(OBJECTIVE): Take the part of the entries that opens with the line containing "One marker per instance of the green" and closes with the line containing "293), (604, 327)]". Change "marker" to "dot" and leave everything else as it is. Write out only those lines.

(DATA TO PROCESS):
--- begin ---
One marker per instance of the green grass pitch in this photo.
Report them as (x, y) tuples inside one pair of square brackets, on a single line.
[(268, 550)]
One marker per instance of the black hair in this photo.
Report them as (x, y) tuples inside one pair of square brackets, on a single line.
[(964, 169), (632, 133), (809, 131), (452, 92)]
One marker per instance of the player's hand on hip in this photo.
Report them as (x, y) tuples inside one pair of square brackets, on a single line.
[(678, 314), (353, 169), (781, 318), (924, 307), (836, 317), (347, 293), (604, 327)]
--- end ---
--- begin ---
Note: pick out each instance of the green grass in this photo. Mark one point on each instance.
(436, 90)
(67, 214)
--- end ---
--- begin ---
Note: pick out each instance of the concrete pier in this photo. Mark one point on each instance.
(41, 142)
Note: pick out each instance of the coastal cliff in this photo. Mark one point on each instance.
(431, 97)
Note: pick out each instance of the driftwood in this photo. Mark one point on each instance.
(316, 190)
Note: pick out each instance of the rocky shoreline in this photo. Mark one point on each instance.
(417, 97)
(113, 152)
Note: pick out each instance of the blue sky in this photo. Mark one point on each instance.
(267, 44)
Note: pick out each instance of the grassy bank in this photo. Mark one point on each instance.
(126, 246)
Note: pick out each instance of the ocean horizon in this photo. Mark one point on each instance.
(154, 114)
--- end ---
(TASK ANSWER):
One dot per instance of the green grass pitch in this photo.
Report them as (x, y) tuples inside one pair of square brackets, on a single line.
[(268, 550)]
One dot per instance of the black hair in this photo.
Report them as (x, y) tuples inside one pair of square brackets, on a single line.
[(964, 169), (632, 133), (809, 131), (452, 92)]
One dot per instance of the player's hand on hip in this photo.
Report them as (x, y) tuples inside one pair of square brackets, on a single line.
[(678, 314), (353, 169), (781, 318), (924, 307), (836, 317), (347, 293), (604, 327)]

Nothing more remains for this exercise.